→ **DIRECTIONS**:
Transcribe the listing below exactly, from its first line through the line with "Target: house seen through window". Omit the pictures.

━━━ GIVEN DATA ━━━

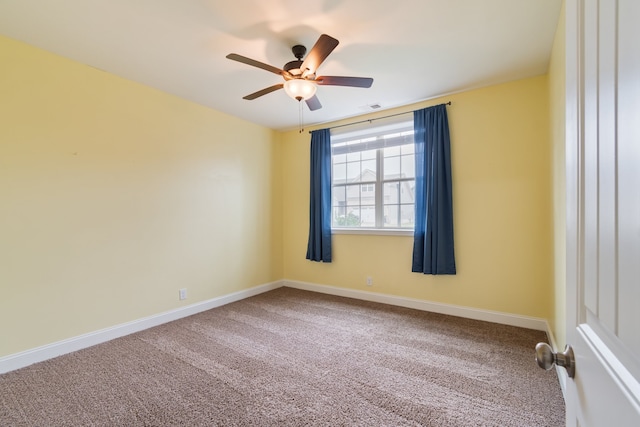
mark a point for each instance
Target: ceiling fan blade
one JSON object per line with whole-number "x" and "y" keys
{"x": 254, "y": 63}
{"x": 313, "y": 103}
{"x": 344, "y": 81}
{"x": 263, "y": 91}
{"x": 319, "y": 52}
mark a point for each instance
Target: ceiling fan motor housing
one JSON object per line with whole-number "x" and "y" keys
{"x": 293, "y": 67}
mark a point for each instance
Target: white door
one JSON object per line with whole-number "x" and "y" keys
{"x": 603, "y": 211}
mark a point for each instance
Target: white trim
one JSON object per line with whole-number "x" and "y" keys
{"x": 374, "y": 231}
{"x": 452, "y": 310}
{"x": 49, "y": 351}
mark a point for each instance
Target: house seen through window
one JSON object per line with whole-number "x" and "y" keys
{"x": 373, "y": 176}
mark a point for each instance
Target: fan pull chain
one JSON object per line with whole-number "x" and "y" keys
{"x": 300, "y": 116}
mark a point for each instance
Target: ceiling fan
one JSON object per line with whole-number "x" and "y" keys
{"x": 300, "y": 75}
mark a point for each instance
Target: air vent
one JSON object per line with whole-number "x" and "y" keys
{"x": 371, "y": 107}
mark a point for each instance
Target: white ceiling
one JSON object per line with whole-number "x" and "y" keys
{"x": 413, "y": 49}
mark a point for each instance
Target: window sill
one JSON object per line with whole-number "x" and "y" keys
{"x": 373, "y": 231}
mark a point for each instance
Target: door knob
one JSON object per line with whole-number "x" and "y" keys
{"x": 546, "y": 358}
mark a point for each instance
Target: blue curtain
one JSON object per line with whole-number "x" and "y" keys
{"x": 433, "y": 251}
{"x": 319, "y": 247}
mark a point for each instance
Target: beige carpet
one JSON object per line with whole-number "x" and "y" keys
{"x": 295, "y": 358}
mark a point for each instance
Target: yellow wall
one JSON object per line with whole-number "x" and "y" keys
{"x": 115, "y": 195}
{"x": 557, "y": 119}
{"x": 502, "y": 211}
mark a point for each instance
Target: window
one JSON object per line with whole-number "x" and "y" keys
{"x": 373, "y": 177}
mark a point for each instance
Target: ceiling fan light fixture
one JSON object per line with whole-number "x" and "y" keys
{"x": 300, "y": 89}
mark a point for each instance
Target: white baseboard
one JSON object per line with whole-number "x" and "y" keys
{"x": 453, "y": 310}
{"x": 49, "y": 351}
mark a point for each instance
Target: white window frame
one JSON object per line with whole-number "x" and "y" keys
{"x": 368, "y": 136}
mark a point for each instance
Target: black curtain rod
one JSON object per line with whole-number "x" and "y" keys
{"x": 377, "y": 118}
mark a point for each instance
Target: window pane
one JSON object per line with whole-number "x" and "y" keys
{"x": 368, "y": 216}
{"x": 391, "y": 167}
{"x": 357, "y": 201}
{"x": 390, "y": 194}
{"x": 352, "y": 157}
{"x": 408, "y": 166}
{"x": 407, "y": 192}
{"x": 353, "y": 171}
{"x": 339, "y": 158}
{"x": 353, "y": 195}
{"x": 338, "y": 196}
{"x": 369, "y": 154}
{"x": 369, "y": 165}
{"x": 391, "y": 151}
{"x": 339, "y": 173}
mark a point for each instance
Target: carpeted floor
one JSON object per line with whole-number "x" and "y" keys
{"x": 295, "y": 358}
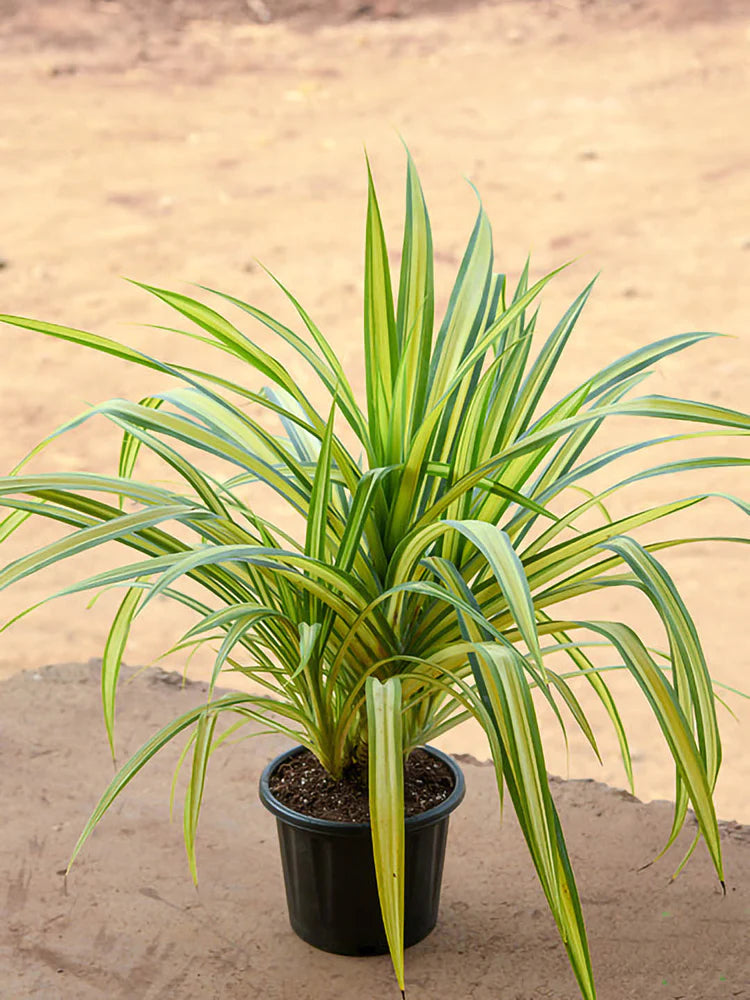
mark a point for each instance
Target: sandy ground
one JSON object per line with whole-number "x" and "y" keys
{"x": 181, "y": 148}
{"x": 130, "y": 924}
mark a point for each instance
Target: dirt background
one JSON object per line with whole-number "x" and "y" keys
{"x": 180, "y": 142}
{"x": 130, "y": 925}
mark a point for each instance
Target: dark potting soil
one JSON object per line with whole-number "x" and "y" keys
{"x": 302, "y": 784}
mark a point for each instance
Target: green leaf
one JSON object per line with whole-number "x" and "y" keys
{"x": 194, "y": 792}
{"x": 386, "y": 791}
{"x": 114, "y": 649}
{"x": 381, "y": 341}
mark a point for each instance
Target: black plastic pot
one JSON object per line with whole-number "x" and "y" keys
{"x": 329, "y": 873}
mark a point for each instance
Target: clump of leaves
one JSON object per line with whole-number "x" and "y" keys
{"x": 421, "y": 588}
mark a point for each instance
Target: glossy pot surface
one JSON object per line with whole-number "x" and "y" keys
{"x": 329, "y": 872}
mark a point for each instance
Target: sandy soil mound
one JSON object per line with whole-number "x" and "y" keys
{"x": 130, "y": 924}
{"x": 187, "y": 148}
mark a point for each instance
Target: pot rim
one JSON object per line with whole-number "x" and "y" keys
{"x": 343, "y": 829}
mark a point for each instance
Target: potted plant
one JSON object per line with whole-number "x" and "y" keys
{"x": 422, "y": 586}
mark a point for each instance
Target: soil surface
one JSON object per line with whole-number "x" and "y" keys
{"x": 129, "y": 924}
{"x": 183, "y": 142}
{"x": 302, "y": 784}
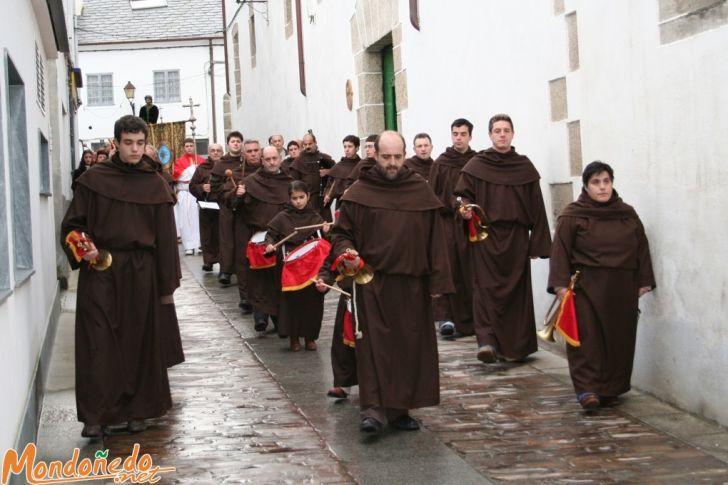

━━━

→ **RESULT**:
mark a point for each instance
Target: ceiling fan blade
one JSON object per line with whole-number "x" and "y" keys
{"x": 254, "y": 63}
{"x": 313, "y": 103}
{"x": 344, "y": 81}
{"x": 263, "y": 91}
{"x": 319, "y": 52}
mark a point for each instance
Target: ceiling fan motor housing
one JSON object per line with whole-number "x" and "y" keys
{"x": 293, "y": 67}
mark a point for each instance
Target: white door
one JSON object per line with whole-number "x" and "y" keys
{"x": 603, "y": 211}
mark a point for each instance
Target: white trim
one JSON object per line with whole-number "x" and "y" keys
{"x": 374, "y": 231}
{"x": 452, "y": 310}
{"x": 49, "y": 351}
mark a point for each instance
Target: house seen through window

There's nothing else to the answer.